ACTIVITY:
Whenever a line of the records below contains the word "bird", copy that line.
** RECORDED INFORMATION follows **
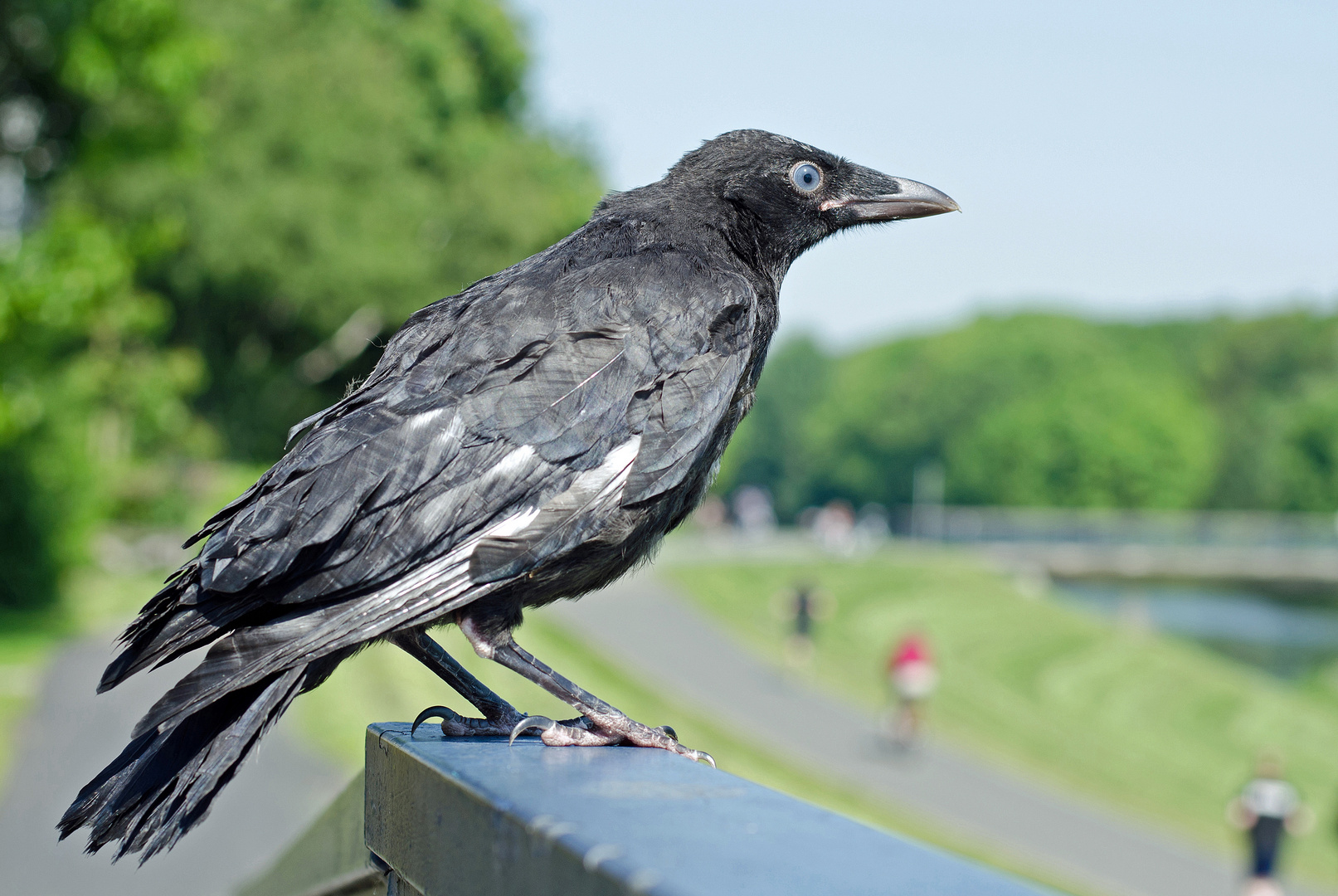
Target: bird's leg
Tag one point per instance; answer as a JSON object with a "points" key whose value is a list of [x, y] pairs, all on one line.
{"points": [[499, 717], [604, 723]]}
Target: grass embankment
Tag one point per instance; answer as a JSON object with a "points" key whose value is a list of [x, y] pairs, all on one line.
{"points": [[1147, 723], [94, 599]]}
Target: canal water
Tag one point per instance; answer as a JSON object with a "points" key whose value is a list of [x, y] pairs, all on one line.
{"points": [[1283, 635]]}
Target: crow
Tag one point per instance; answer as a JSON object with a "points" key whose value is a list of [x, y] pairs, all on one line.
{"points": [[528, 439]]}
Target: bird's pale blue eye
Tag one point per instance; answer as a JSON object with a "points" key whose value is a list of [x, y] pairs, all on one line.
{"points": [[805, 177]]}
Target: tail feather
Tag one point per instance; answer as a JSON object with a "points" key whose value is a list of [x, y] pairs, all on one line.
{"points": [[165, 782]]}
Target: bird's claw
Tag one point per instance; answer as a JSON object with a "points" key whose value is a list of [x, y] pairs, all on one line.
{"points": [[445, 713], [702, 756], [541, 723]]}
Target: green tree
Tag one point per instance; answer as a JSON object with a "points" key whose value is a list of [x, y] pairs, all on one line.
{"points": [[87, 395], [355, 161], [772, 446]]}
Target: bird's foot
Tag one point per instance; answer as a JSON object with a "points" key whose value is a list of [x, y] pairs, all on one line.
{"points": [[456, 725], [587, 732]]}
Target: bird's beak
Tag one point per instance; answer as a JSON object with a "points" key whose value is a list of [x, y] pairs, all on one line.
{"points": [[884, 198]]}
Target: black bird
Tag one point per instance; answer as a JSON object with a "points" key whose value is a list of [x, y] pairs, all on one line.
{"points": [[528, 439]]}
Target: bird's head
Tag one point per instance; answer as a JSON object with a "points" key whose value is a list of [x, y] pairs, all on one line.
{"points": [[777, 197]]}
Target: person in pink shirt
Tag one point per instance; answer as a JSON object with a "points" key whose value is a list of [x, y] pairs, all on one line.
{"points": [[912, 677]]}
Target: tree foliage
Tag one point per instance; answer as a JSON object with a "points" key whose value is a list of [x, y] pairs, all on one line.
{"points": [[1043, 410], [356, 159], [221, 207]]}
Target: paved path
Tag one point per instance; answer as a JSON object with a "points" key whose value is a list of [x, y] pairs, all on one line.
{"points": [[72, 734], [657, 637]]}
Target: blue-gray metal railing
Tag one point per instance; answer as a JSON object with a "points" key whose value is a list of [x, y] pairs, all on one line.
{"points": [[460, 816]]}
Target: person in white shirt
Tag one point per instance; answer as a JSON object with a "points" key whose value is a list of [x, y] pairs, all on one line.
{"points": [[1267, 808]]}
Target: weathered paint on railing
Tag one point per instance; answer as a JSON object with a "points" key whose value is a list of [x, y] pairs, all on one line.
{"points": [[460, 817]]}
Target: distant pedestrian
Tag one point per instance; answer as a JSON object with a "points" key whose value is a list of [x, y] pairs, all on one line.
{"points": [[1267, 810], [912, 679], [801, 607]]}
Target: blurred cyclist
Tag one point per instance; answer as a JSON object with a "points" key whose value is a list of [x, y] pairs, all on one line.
{"points": [[912, 675]]}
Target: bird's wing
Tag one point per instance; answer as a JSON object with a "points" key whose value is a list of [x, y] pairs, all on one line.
{"points": [[498, 431]]}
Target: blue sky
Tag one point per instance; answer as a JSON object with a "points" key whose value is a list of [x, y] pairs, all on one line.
{"points": [[1136, 159]]}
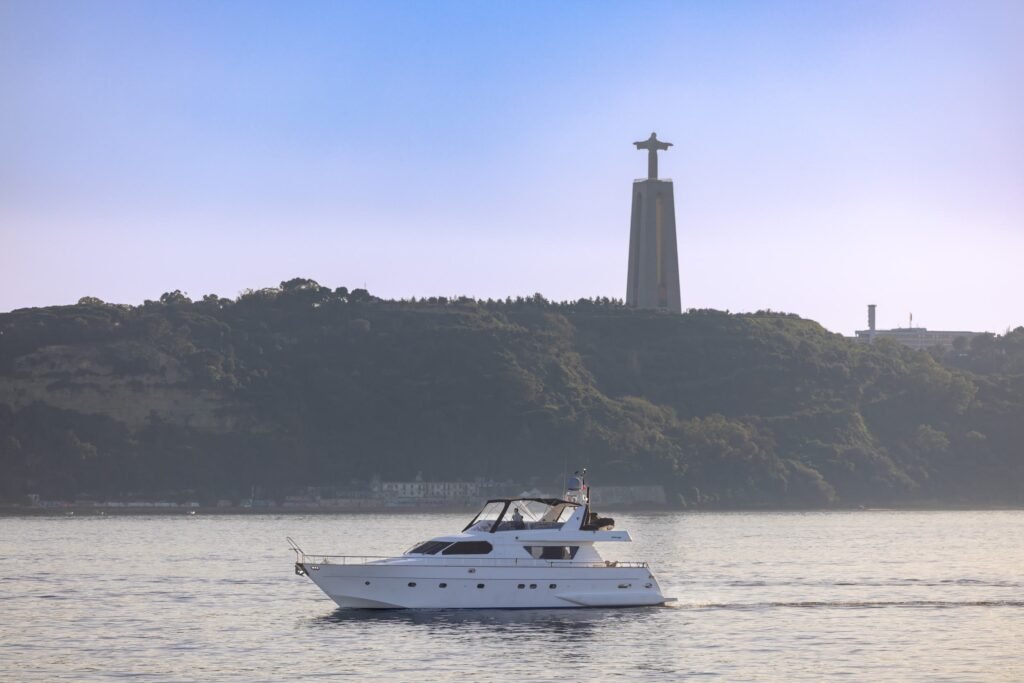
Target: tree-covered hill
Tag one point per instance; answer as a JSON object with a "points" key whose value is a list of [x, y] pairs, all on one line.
{"points": [[307, 385]]}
** End of RECORDED INFORMATION **
OUTPUT FOR THIS EXERCISE:
Target: bird's leg
Target: bird's pale blue eye
Target: bird's claw
Target: bird's foot
Target: bird's beak
Target: black bird
Target: bird's head
Target: bird's wing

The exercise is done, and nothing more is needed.